RECORDS FOR THIS EXERCISE
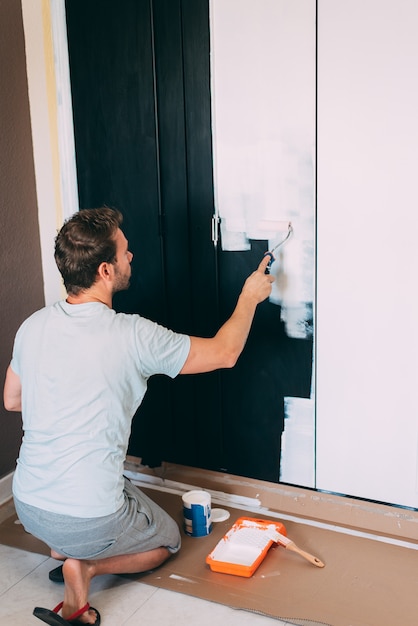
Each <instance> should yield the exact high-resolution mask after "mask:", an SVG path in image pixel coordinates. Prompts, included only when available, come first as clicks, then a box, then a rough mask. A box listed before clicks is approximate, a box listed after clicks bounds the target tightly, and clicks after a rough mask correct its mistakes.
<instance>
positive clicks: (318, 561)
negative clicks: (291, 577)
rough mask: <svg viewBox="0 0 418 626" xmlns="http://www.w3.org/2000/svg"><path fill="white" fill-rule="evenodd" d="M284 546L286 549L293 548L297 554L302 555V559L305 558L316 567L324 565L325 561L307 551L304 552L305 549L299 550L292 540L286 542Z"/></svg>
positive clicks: (290, 548)
mask: <svg viewBox="0 0 418 626" xmlns="http://www.w3.org/2000/svg"><path fill="white" fill-rule="evenodd" d="M285 547H286V548H287V549H288V550H293V552H297V553H298V554H300V556H303V558H304V559H306V560H307V561H309V562H310V563H312V564H313V565H316V566H317V567H325V563H323V562H322V561H320V559H318V557H316V556H313V555H312V554H309V552H305V550H301V549H300V548H298V546H297V545H296V544H295V543H294V542H293V541H290V542H289V543H288V544H286V546H285Z"/></svg>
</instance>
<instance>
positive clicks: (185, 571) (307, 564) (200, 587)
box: [0, 489, 418, 626]
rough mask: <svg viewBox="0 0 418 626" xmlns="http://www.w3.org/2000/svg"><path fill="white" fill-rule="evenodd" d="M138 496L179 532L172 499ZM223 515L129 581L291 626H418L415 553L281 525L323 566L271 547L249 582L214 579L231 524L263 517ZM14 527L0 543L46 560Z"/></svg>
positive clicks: (416, 567)
mask: <svg viewBox="0 0 418 626" xmlns="http://www.w3.org/2000/svg"><path fill="white" fill-rule="evenodd" d="M144 491H146V492H147V493H148V495H149V496H150V497H151V498H152V499H153V500H155V501H156V502H157V503H158V504H160V506H162V507H163V508H164V509H165V510H166V511H168V512H169V513H170V514H171V515H172V517H173V518H174V519H176V521H177V522H178V523H179V525H180V527H182V502H181V497H180V496H179V495H173V494H170V493H165V492H161V491H155V490H153V489H144ZM225 508H226V507H225ZM229 511H230V513H231V517H230V518H229V520H227V521H225V522H220V523H216V524H214V525H213V531H212V533H211V534H210V535H209V536H207V537H202V538H193V537H188V536H186V535H184V533H183V543H182V549H181V550H180V552H179V553H178V554H177V555H175V556H174V557H172V558H171V559H170V560H169V561H167V562H166V563H165V564H164V565H163V566H162V567H160V568H159V569H156V570H154V571H152V572H148V573H145V574H140V575H135V576H133V578H134V579H135V580H138V582H142V583H146V584H149V585H152V586H155V587H159V588H164V589H169V590H172V591H177V592H180V593H184V594H187V595H191V596H195V597H198V598H203V599H205V600H209V601H213V602H218V603H220V604H225V605H227V606H231V607H233V608H237V609H244V610H247V611H253V612H256V613H261V614H264V615H267V616H269V617H273V618H277V619H282V620H285V621H288V622H291V623H293V624H297V625H299V626H313V625H317V624H321V625H322V624H325V625H327V626H416V624H417V623H418V617H417V612H418V610H417V606H418V605H417V600H416V598H417V592H418V552H417V551H416V550H414V549H410V548H408V547H404V546H399V545H393V544H390V543H382V542H380V541H375V540H373V539H369V538H364V537H358V536H353V535H350V534H343V533H337V532H334V531H333V530H328V529H324V528H317V527H315V526H308V525H305V524H303V523H297V522H290V521H285V522H284V525H285V527H286V530H287V535H288V537H289V538H290V539H292V540H293V541H294V542H295V543H296V544H297V546H299V547H300V548H302V549H303V550H306V551H307V552H310V553H311V554H314V555H315V556H317V557H318V558H320V559H321V560H322V561H324V562H325V567H324V568H323V569H320V568H317V567H315V566H314V565H312V564H310V563H308V561H306V560H305V559H303V558H302V557H301V556H300V555H298V554H295V553H294V552H291V551H290V550H286V549H285V548H283V547H281V546H273V547H272V548H271V549H270V550H269V552H268V554H267V556H266V558H265V560H264V561H263V562H262V564H261V565H260V567H259V568H258V570H257V571H256V572H255V574H254V575H253V576H252V578H242V577H239V576H233V575H229V574H220V573H215V572H212V571H211V569H210V568H209V566H208V565H206V562H205V559H206V556H207V554H209V552H211V550H212V549H213V548H214V547H215V545H216V544H217V542H218V541H219V540H220V539H221V538H222V537H223V535H224V534H225V533H226V532H227V531H228V530H229V528H230V527H231V526H232V524H233V523H234V521H235V520H236V519H238V518H239V517H241V516H242V515H244V516H251V517H259V518H262V519H268V517H266V516H261V515H260V516H258V515H256V514H249V513H248V511H240V510H238V509H234V508H231V509H229ZM15 521H16V516H15V515H12V516H10V517H8V518H7V519H6V520H5V521H3V523H1V524H0V543H3V544H6V545H10V546H13V547H17V548H20V549H23V550H27V551H31V552H37V553H41V554H46V555H49V551H48V549H47V547H46V546H45V545H44V544H43V543H41V542H40V541H38V540H37V539H35V538H34V537H32V536H31V535H29V534H27V533H26V532H25V531H24V530H23V528H22V526H21V525H20V524H16V523H15ZM275 521H277V519H276V520H275ZM131 578H132V577H131Z"/></svg>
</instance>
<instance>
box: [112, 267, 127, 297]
mask: <svg viewBox="0 0 418 626" xmlns="http://www.w3.org/2000/svg"><path fill="white" fill-rule="evenodd" d="M130 278H131V274H130V273H129V275H127V274H122V273H121V272H120V271H119V270H118V269H116V274H115V282H114V285H113V293H114V294H115V293H117V292H118V291H125V290H126V289H129V285H130V284H131V282H130Z"/></svg>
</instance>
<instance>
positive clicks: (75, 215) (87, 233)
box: [55, 207, 123, 296]
mask: <svg viewBox="0 0 418 626" xmlns="http://www.w3.org/2000/svg"><path fill="white" fill-rule="evenodd" d="M122 219H123V218H122V214H121V213H120V211H118V210H117V209H110V208H108V207H101V208H99V209H82V210H81V211H78V212H77V213H75V214H74V215H73V216H72V217H70V218H69V219H68V220H67V221H66V222H65V223H64V225H63V227H62V228H61V230H60V231H59V233H58V235H57V236H56V238H55V262H56V264H57V267H58V269H59V271H60V273H61V276H62V278H63V280H64V285H65V288H66V290H67V293H69V294H72V295H75V296H76V295H78V294H79V293H80V292H81V291H83V290H84V289H89V288H90V287H91V286H92V285H93V284H94V283H95V281H96V278H97V270H98V268H99V265H100V264H101V263H114V262H115V261H116V240H115V237H116V231H117V230H118V228H119V227H120V225H121V223H122Z"/></svg>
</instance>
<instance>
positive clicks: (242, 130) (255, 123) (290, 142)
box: [211, 0, 315, 338]
mask: <svg viewBox="0 0 418 626" xmlns="http://www.w3.org/2000/svg"><path fill="white" fill-rule="evenodd" d="M237 15H239V22H237V20H236V16H237ZM211 38H212V41H211V50H212V55H211V59H212V108H213V111H212V113H213V120H214V123H213V144H214V146H213V148H214V162H215V163H214V164H215V167H214V170H215V202H216V210H217V214H218V215H219V217H220V218H221V245H222V249H224V250H230V251H238V250H249V249H250V247H251V240H252V239H258V240H264V239H265V240H267V241H268V248H269V249H271V248H273V247H274V246H275V245H276V244H277V243H279V241H280V240H281V239H282V238H283V229H282V228H281V227H278V228H277V231H276V230H275V228H276V227H275V224H276V225H277V223H280V222H281V223H287V222H289V221H290V222H292V226H293V229H294V233H293V236H292V238H291V240H289V241H288V242H286V244H285V245H284V246H283V248H282V249H281V250H280V253H279V255H278V257H277V260H276V262H275V263H274V264H273V266H272V273H273V274H274V275H275V277H276V283H275V287H274V290H273V293H272V296H271V301H272V302H274V303H276V304H278V305H281V307H282V316H283V321H284V322H285V325H286V330H287V334H288V335H289V336H291V337H297V338H306V337H308V336H311V334H312V325H311V320H312V301H313V293H314V273H313V268H314V230H315V225H314V208H315V207H314V197H315V190H314V180H315V178H314V169H315V163H314V142H315V2H313V0H293V1H292V2H290V1H289V0H257V2H253V1H252V0H212V2H211ZM266 225H268V226H267V227H266Z"/></svg>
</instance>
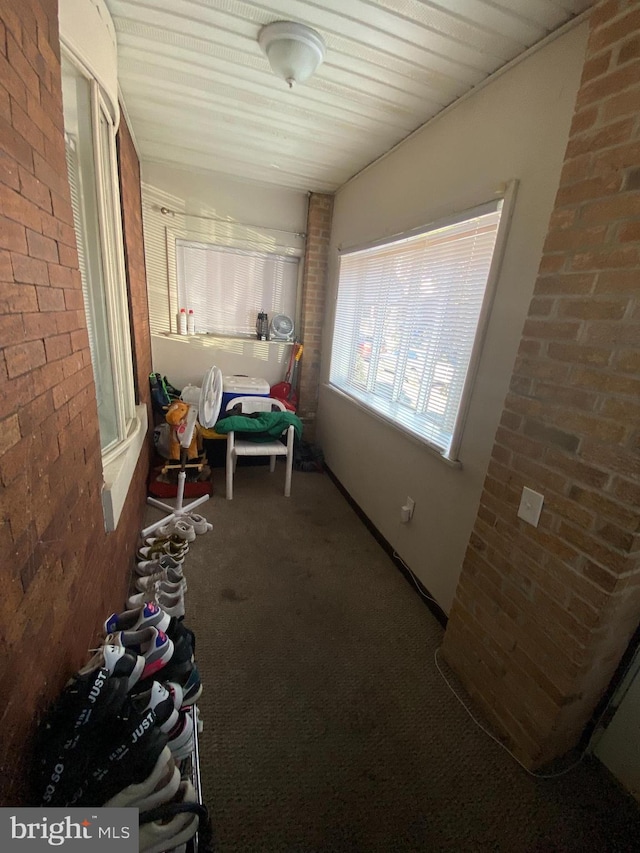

TASK DETAILS
Return, exactly as they stand, the lines from the opening line of the listing through the line with "496L179 532L172 499ZM223", both ends counted, and no pictures.

RESPONSE BELOW
Each <instance> should yield the exact high-resolution mask after "mask:", an SVG path in image pixel coordinates. Prompts, included only when available, come first as clicks, then a box, then a rough mask. A box listed before clicks is approximate, a box listed after clicks bounds the target tightly, and clicks after a rough mask correct its mistakes.
<instance>
positive clicks: (318, 561)
negative clicks: (291, 577)
rough mask: <svg viewBox="0 0 418 626" xmlns="http://www.w3.org/2000/svg"><path fill="white" fill-rule="evenodd" d="M284 546L286 549L293 548L297 554L302 555V559L305 558L316 567L324 565L325 561L307 551L304 552L305 549L299 550L292 540L286 542Z"/></svg>
positive clicks: (290, 548)
mask: <svg viewBox="0 0 418 626" xmlns="http://www.w3.org/2000/svg"><path fill="white" fill-rule="evenodd" d="M285 547H286V548H287V549H288V550H293V552H297V553H298V554H300V556H303V558H304V559H306V560H307V561H309V562H310V563H312V564H313V565H316V566H317V567H325V563H323V562H322V561H320V559H318V557H316V556H313V555H312V554H309V552H305V550H301V549H300V548H298V546H297V545H296V544H295V543H294V542H293V541H290V542H289V543H288V544H286V546H285Z"/></svg>
</instance>
<instance>
positive clicks: (185, 571) (307, 564) (200, 587)
box: [0, 489, 418, 626]
rough mask: <svg viewBox="0 0 418 626" xmlns="http://www.w3.org/2000/svg"><path fill="white" fill-rule="evenodd" d="M138 496L179 532L172 499ZM223 515L129 581L291 626H418L415 553L281 525L323 566L271 547L249 582L214 579L231 524L263 517ZM14 527L0 543L46 560Z"/></svg>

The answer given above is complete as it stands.